◆ **Tarefa A**:
Transcreva literalmente o trecho do texto sobre a memória que começa em "Arder na água, afogar-se" e termina em "pormenores, quase imediatos.".
◆ **Tarefa B**:
Prossiga a redação do texto sobre a memória, dando sequência à sua última frase.

◆ **Texto**:
::::::::::

DE CHARLES BUKOWSKI (1920-1994)

Arder na água, afogar-se no fogo. O mais importante é saber atravessar o fogo.

10/08/2013

Sobre a memória

 


(...) Tinha aprendido sem esforço o inglês, o francês, o português, o latim. Suspeito, entretanto, que não era muito capaz de pensar. Pensar é esquecer diferenças, é generalizar, abstrair. No absurdo mundo de Funes não havia senão pormenores, quase imediatos.
 
Funes, memorioso - Ficções, de Jorge Luís Borges
 
 
 
Como acontece que sejamos capazes de reconhecer uma pessoa querida, mesmo alguns anos depois(e depois que seu rosto se modificou), ou de reencontrar o caminho de casa todos os dias, ainda que nos muros existam novos cartazes, e que talvez a loja da esquina tenha sido redecorada com novas cores? Isso se dá porque, do rosto amado ou do trajeto habitual, conservamos só alguns traços fundamentais, como um esquema, que permanece invariado por trás de muitas modificações superficiais.(...)
Essa memória seletiva, tão importante para nos permitir sobreviver como indivíduos, funciona também em nível social e permite a sobrevivivência das comunidades. Desde os tempos em que a espécie começava a emitir seus primeiros sons significativos, as famílias e as tribos precisaram dos velhos. Talvez, antes, eles não tivessem utilidade e fossem descartados, quando já não serviam para encontrar comida. Mas, com a linguagem, os velhos se tornaram a memória da espécie: sentavam-se na caverna,  ao redor do fogo, e contavam o que havia acontecido( ou que se dizia haver acontecido, aí está a função dos  mitos) antes de os jovens nascerem. Antes de começar-se a cultivar essa memória social, o homem nascia sem experiência, não tinha tempo de fazê-la, e morria. Depois, um jovem de vinte anos era como se tivesse vivido cinco mil. Os fatos ocorridos antes dele, e aquilo que os anciãos tinham aprendido, passavam a fazer parte de sua memória.

::::::::::

◆ **Material fornecido**:
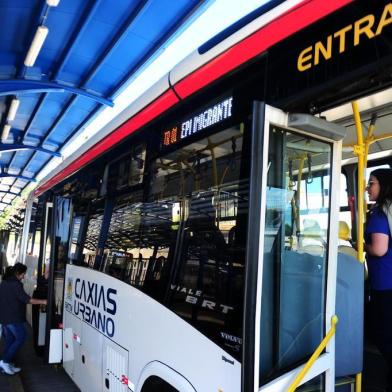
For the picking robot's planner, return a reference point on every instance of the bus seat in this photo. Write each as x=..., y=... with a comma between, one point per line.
x=349, y=309
x=301, y=321
x=312, y=249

::::::::::

◆ **Resposta correta A**:
Arder na água, afogar-se no fogo. O mais importante é saber atravessar o fogo.

10/08/2013

Sobre a memória

 


(...) Tinha aprendido sem esforço o inglês, o francês, o português, o latim. Suspeito, entretanto, que não era muito capaz de pensar. Pensar é esquecer diferenças, é generalizar, abstrair. No absurdo mundo de Funes não havia senão pormenores, quase imediatos.

◆ **Resposta correta B**:
Os velhos, que articulavam a linguagem para consignar a cada um as experiências dos que tinham precedido, representavam ainda, em seu nível mais evoluído, a memória orgânica, aquela registrada e administrada pelo nosso cérebro. Mas, com a invenção da escrita, assistimos ao nascimento de uma memória mineral. Digo mineral porque os primeiros signos foram gravados em tabuínhas de argila, ou esculpidos sobre pedras; porque faz parte da memória mineral também a arquitetura, visto que, das pirâmides egípicias às catedrais góticas, o templo era também um registro de números sacros, de cálculos matemáticos, e por intermédio de suas imagens ou de suas pinturas transmitia histórias, ensinamentos morais: em suma, constituía, como já foi dito, um enciclopédia em pedra.
 
escrita ideográfica
 
E assim como os primeiros ideogramas, caracteres cuneiformes, runas e letras alfabéticas tinham um suporte mineral, também o tem a mais atual das memórias, a dos computadores, cuja matéria-prima é o silício. Hoje, graças aos computadores, dispomos de uma memória social imensa: basta conhecer as modalidades de acesso aos bancos de dados e, sobre um tema qualquer, poderemos obter tudo o que convém saber, uma bibliografia de dez mil títulos sobre um único assunto. Mas não há silêncio maior do que o ruído absoluto, e a abundância de informação pode gerar a ignorância absoluta. Diante do imenso estoque de memória que o computador pode nos oferecer, sentimo-nos todos como Funes: obsedados por milhões de detalhes, poderemos perder todo critério de escolha.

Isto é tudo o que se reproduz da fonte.